**Given request:**
Render each of the lines below as a row in a Markdown table with two columns, Row and Line. Number the rows in order and skip any blank lines.

**** Data shown ****

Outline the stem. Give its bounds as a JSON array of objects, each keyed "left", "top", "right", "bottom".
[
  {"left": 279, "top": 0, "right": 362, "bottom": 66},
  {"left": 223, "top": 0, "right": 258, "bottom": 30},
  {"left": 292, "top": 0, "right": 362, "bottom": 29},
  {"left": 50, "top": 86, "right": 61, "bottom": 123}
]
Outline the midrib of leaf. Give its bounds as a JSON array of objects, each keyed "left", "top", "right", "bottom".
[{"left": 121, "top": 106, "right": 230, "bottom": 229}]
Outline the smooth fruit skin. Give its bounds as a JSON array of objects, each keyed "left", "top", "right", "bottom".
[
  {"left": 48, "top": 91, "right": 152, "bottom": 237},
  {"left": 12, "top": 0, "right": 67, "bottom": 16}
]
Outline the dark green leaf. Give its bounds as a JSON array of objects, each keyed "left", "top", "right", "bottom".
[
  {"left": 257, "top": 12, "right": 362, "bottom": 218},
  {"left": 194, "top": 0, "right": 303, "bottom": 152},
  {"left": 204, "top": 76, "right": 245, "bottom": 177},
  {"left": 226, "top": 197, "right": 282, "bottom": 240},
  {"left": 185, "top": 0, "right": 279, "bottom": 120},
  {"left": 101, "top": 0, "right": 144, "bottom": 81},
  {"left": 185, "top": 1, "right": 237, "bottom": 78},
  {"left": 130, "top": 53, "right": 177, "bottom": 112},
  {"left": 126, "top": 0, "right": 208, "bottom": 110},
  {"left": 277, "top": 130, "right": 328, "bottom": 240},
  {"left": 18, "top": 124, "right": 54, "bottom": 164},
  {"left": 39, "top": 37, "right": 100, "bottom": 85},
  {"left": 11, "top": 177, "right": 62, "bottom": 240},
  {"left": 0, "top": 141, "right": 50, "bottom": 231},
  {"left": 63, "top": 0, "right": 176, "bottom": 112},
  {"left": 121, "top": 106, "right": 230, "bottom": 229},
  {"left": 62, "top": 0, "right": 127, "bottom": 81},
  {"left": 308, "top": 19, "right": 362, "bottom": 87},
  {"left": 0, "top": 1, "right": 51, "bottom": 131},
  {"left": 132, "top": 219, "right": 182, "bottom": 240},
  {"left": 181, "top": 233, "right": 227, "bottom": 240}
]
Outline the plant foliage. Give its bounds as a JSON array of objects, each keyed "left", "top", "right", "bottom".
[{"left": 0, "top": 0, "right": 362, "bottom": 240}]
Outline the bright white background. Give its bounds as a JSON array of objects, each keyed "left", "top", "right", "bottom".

****

**Worked answer:**
| Row | Line |
|---|---|
| 1 | Outline the stem. Give its bounds as a JSON array of objects, each keyed "left", "top", "right", "bottom". |
| 2 | [ |
| 3 |   {"left": 279, "top": 0, "right": 362, "bottom": 66}, |
| 4 |   {"left": 223, "top": 0, "right": 258, "bottom": 30}, |
| 5 |   {"left": 292, "top": 0, "right": 362, "bottom": 29}, |
| 6 |   {"left": 50, "top": 86, "right": 61, "bottom": 123} |
| 7 | ] |
| 8 | Outline the midrib of leaf. Give its bounds as a JSON array of objects, each keyed "left", "top", "right", "bottom". |
| 9 | [{"left": 121, "top": 106, "right": 230, "bottom": 229}] |
| 10 | Outline the smooth fruit skin. Give its bounds as a JSON array of objects, each keyed "left", "top", "right", "bottom". |
| 11 | [ |
| 12 |   {"left": 48, "top": 91, "right": 152, "bottom": 237}, |
| 13 |   {"left": 12, "top": 0, "right": 67, "bottom": 16} |
| 14 | ] |
| 15 | Outline the dark green leaf. Give its bounds as a JSON array of objects, each keyed "left", "top", "right", "bottom". |
| 16 | [ |
| 17 |   {"left": 257, "top": 12, "right": 362, "bottom": 218}, |
| 18 |   {"left": 194, "top": 0, "right": 303, "bottom": 152}, |
| 19 |   {"left": 204, "top": 76, "right": 245, "bottom": 177}, |
| 20 |   {"left": 226, "top": 197, "right": 282, "bottom": 240}, |
| 21 |   {"left": 185, "top": 0, "right": 279, "bottom": 120}, |
| 22 |   {"left": 101, "top": 0, "right": 144, "bottom": 81}, |
| 23 |   {"left": 185, "top": 1, "right": 237, "bottom": 78}, |
| 24 |   {"left": 130, "top": 53, "right": 177, "bottom": 112}, |
| 25 |   {"left": 126, "top": 0, "right": 208, "bottom": 110}, |
| 26 |   {"left": 277, "top": 130, "right": 328, "bottom": 240}, |
| 27 |   {"left": 18, "top": 124, "right": 54, "bottom": 164}, |
| 28 |   {"left": 39, "top": 37, "right": 100, "bottom": 85}, |
| 29 |   {"left": 11, "top": 177, "right": 62, "bottom": 240}, |
| 30 |   {"left": 0, "top": 141, "right": 50, "bottom": 231}, |
| 31 |   {"left": 63, "top": 0, "right": 176, "bottom": 112}, |
| 32 |   {"left": 121, "top": 106, "right": 230, "bottom": 229}, |
| 33 |   {"left": 62, "top": 0, "right": 127, "bottom": 81}, |
| 34 |   {"left": 308, "top": 19, "right": 362, "bottom": 87}, |
| 35 |   {"left": 0, "top": 1, "right": 51, "bottom": 131}, |
| 36 |   {"left": 132, "top": 219, "right": 182, "bottom": 240}, |
| 37 |   {"left": 181, "top": 233, "right": 227, "bottom": 240} |
| 38 | ] |
| 39 | Outline the plant foliage. Give its bounds as a JSON array of objects, each keyed "left", "top", "right", "bottom". |
| 40 | [{"left": 0, "top": 0, "right": 362, "bottom": 240}] |
| 41 | Outline the bright white background. Give its bounds as a JSON array of objects, each keyed "left", "top", "right", "bottom". |